[TASKS FOR THIS EXERCISE]:
1 – Decide whether each statement agrees with the post about the château residency: (a) the residency at La Napoule lasted a whole month; (b) most residents slept inside the château itself; (c) the writer arrived with a first draft already done. Answer yes or no for each and quote the deciding words.
2 – Answer these questions from the post about the château residency:
(a) How long was the Sundance (UCross) residency?
(b) What does the Directrice say is required of the residents?
(c) On which day does the writer plan to perform the play?
3 – Retype the stretch of the post about the château residency from "The residency I" through "read their books.".

[DOCUMENT SECTION]:
— START —
For getting a ton of work done, I've found there is nothing better than an artists’ residency.


You focus on only one thing: the work at hand. Not your other projects, not your five-year plan, not answering emails (well, not the silly ones).


You meet super cool artists, often from other disciplines. Cross-genre inspiration!


They usually feed you, clean your room.


What could be better than all this? All this - in a château!


Le Château de La Napoule - on France's Côte d'Azur


The residency I just completed at le Château de La Napoule was exceptional - I'm so grateful to the Foundation for letting me in!

 

First of all, It lasted a whole month - the first time I've had that much time. Sundance (UCross) was 10 days, the O’Neill about the same. My fellow residents said a month is standard, even short. Not for theatre-makers!


Second incredible thing: I got to live in the site I was writing about, to share the space (in a time warp way) with Marie and Henry Clews, whose story I was bringing to life. (full disclosure: most of us slept in the glamorous villa across the street.)


Third, I had full access to the chateau, wherever and whenever. To sit in Henry's bedroom and channel his and Marie's spirits. Play her piano. To go through their photos, read their books.


INCITING INCIDENT

(in a play, what kicks it all off)


Before I even get there, I know I want to create a “visite thêâtralisée”a combo play + guided tour. With hopes it might one day be regularly offered at the château. And I want to focus on MARIE.


Their wedding day, 1918.


There’s a lot to "theatricalize" in their story. They left behind everything they had in America – their respectable lives, her husband and two little boys – to come here so Henry could make his art in peace.


 WHY DO WE DO WHAT WE DO?

That is the "major dramatic question."

for the play, the Clews - and for myself


The REALLY dramatic question:

Can I research and write a whole play in four weeks?


ACT 1 - Week 1


I arrive with no idea what I’m going to write.

Really scary for me. Usually, I do a ton of research or have a first draft when I arrive.

Not this time.

This time, I've done almost no research.

This time, because I'm living with the spirits, I'll let them help me tell the story.

I want to be open to THEIR VOICES - to CHANNEL THIS BABY.


I want to - but can I?

Act I - Scene 1

The first morning, the Directrice tells us nothing is required of us. No "deliverables." Just be there and see what happens.

Which is lovely, so lovely.

But me, I made a vow to myself: I'm writing a whole play and performing it the last day.

I hope.

A good sign! Perhaps the spirit of Aaron Sorkin waits for me in my studio.
— END —
Pointing and labeling entries
— START —
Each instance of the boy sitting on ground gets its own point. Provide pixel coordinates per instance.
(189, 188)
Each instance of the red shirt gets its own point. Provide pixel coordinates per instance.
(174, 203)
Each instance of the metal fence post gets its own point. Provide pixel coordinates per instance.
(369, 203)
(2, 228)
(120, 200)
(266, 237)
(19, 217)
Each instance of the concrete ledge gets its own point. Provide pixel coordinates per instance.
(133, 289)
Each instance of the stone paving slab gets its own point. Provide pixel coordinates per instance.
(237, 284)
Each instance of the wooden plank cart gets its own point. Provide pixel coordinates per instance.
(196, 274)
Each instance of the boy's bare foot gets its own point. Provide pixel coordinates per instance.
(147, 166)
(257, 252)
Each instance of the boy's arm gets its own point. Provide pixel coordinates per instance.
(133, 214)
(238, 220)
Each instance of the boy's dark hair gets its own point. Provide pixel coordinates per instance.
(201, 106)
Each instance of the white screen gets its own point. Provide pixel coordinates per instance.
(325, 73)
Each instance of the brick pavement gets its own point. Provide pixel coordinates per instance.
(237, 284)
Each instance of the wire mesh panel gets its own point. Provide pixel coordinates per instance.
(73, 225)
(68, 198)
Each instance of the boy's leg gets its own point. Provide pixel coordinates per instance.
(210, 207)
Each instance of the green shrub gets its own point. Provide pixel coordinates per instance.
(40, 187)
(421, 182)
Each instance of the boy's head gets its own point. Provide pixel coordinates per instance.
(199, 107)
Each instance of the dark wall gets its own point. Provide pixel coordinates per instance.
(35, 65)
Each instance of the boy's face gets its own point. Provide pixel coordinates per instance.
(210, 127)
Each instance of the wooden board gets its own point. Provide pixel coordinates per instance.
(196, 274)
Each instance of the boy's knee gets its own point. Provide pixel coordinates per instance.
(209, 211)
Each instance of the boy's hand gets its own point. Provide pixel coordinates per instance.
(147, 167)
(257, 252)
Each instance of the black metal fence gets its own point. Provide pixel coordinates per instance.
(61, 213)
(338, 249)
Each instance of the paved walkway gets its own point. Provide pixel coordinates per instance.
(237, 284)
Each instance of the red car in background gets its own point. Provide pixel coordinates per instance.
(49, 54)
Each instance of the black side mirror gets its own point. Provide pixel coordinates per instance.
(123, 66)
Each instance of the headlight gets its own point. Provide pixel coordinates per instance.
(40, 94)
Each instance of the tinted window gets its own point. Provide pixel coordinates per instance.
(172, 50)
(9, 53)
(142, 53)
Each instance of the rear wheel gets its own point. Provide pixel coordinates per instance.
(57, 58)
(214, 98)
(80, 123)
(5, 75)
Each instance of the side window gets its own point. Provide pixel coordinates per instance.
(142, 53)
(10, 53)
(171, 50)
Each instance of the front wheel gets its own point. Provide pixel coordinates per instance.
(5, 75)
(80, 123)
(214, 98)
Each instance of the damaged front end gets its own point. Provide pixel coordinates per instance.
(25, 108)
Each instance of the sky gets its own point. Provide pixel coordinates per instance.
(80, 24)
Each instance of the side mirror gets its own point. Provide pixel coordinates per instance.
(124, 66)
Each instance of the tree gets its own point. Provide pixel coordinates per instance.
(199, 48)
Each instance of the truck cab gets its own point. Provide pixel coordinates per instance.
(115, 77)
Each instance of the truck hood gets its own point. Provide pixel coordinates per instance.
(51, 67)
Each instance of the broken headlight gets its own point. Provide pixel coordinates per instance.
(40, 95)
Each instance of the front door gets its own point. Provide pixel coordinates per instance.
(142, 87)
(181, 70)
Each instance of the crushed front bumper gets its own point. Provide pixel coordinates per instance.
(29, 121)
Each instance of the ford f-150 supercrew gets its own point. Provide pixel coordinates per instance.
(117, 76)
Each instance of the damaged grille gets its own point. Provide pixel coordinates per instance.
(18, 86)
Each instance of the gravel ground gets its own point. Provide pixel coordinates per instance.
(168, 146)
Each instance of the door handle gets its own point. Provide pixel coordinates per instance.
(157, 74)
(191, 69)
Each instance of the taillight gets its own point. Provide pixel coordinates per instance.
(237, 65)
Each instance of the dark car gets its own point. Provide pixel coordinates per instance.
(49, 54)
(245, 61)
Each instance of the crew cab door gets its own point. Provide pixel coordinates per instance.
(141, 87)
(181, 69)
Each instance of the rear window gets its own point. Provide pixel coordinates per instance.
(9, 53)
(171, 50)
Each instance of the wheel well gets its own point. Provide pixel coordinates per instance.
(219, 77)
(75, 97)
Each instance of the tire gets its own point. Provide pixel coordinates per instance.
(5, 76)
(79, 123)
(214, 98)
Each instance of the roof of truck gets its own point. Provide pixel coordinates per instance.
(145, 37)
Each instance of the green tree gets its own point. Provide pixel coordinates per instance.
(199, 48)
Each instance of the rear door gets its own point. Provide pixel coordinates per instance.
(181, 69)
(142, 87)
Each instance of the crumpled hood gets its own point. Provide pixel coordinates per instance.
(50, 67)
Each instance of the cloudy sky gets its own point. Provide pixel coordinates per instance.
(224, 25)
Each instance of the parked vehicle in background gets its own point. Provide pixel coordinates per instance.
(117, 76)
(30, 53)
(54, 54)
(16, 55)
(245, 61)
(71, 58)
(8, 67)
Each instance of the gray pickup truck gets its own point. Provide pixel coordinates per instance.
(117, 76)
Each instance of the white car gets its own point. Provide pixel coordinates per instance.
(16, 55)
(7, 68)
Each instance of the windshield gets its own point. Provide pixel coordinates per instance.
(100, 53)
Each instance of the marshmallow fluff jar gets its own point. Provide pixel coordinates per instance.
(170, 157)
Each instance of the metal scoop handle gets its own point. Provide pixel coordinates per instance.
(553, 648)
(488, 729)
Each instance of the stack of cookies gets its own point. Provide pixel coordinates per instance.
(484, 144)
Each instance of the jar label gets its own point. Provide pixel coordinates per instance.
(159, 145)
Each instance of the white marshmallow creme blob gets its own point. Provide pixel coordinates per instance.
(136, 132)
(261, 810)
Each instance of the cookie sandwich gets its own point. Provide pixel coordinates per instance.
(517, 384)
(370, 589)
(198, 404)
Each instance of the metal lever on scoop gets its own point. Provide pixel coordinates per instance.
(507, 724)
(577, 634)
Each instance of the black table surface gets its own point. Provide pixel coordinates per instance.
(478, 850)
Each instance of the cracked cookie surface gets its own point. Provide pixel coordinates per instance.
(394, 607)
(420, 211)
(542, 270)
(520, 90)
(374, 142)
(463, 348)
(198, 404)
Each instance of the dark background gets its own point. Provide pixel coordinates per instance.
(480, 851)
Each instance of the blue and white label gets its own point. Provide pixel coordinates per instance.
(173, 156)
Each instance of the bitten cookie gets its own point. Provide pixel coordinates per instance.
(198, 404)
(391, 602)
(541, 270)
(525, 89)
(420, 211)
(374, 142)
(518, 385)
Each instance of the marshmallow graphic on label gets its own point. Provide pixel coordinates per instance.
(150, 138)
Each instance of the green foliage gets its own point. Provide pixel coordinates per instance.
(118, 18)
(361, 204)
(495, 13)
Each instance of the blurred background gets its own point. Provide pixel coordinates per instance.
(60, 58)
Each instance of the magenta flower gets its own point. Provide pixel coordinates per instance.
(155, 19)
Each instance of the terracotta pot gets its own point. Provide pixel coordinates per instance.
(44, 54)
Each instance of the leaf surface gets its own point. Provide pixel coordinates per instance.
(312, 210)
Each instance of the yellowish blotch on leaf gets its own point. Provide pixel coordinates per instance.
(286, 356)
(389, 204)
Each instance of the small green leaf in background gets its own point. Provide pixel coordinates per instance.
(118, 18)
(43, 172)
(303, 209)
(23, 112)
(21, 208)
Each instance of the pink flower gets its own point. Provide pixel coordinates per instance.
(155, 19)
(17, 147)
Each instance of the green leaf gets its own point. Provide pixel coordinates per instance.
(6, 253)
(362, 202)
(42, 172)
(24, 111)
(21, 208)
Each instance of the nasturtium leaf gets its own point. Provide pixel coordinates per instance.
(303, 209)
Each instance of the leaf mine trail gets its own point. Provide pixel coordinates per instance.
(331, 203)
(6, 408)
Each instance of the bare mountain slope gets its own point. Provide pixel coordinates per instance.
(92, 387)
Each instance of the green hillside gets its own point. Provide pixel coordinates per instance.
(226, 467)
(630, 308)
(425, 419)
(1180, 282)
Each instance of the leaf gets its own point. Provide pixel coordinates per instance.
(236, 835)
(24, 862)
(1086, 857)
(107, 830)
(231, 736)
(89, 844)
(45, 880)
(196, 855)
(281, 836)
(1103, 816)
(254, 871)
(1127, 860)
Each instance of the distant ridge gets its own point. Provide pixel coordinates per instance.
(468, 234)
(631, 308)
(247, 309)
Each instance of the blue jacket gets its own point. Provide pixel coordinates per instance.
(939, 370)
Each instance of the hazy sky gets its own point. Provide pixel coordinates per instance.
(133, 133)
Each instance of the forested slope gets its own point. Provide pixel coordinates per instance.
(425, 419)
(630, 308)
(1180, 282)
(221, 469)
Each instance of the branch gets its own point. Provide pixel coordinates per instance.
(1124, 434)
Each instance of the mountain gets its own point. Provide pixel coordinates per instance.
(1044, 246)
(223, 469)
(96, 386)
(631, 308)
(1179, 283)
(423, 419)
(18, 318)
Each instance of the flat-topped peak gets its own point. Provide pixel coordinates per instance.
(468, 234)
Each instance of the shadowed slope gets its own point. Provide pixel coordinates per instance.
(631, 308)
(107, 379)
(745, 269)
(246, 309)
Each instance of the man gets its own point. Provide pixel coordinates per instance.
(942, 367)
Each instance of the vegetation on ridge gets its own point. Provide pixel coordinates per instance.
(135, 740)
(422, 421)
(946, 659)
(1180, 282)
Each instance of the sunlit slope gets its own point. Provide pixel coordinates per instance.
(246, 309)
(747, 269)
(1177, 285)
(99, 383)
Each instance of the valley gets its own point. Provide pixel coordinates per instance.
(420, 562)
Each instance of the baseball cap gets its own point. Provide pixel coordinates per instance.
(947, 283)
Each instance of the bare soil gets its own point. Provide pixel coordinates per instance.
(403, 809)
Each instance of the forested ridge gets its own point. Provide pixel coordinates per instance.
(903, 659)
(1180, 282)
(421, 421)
— END —
[ANSWERS PROVIDED]:
1 –
(a) Yes: "It lasted a whole month"
(b) No: "most of us slept in the glamorous villa across the street."
(c) No: "I arrive with no idea what I’m going to write."

2 –
(a) 10 days
(b) Nothing
(c) The last day

3 –
The residency I just completed at le Château de La Napoule was exceptional - I'm so grateful to the Foundation for letting me in!

 

First of all, It lasted a whole month - the first time I've had that much time. Sundance (UCross) was 10 days, the O’Neill about the same. My fellow residents said a month is standard, even short. Not for theatre-makers!


Second incredible thing: I got to live in the site I was writing about, to share the space (in a time warp way) with Marie and Henry Clews, whose story I was bringing to life. (full disclosure: most of us slept in the glamorous villa across the street.)


Third, I had full access to the chateau, wherever and whenever. To sit in Henry's bedroom and channel his and Marie's spirits. Play her piano. To go through their photos, read their books.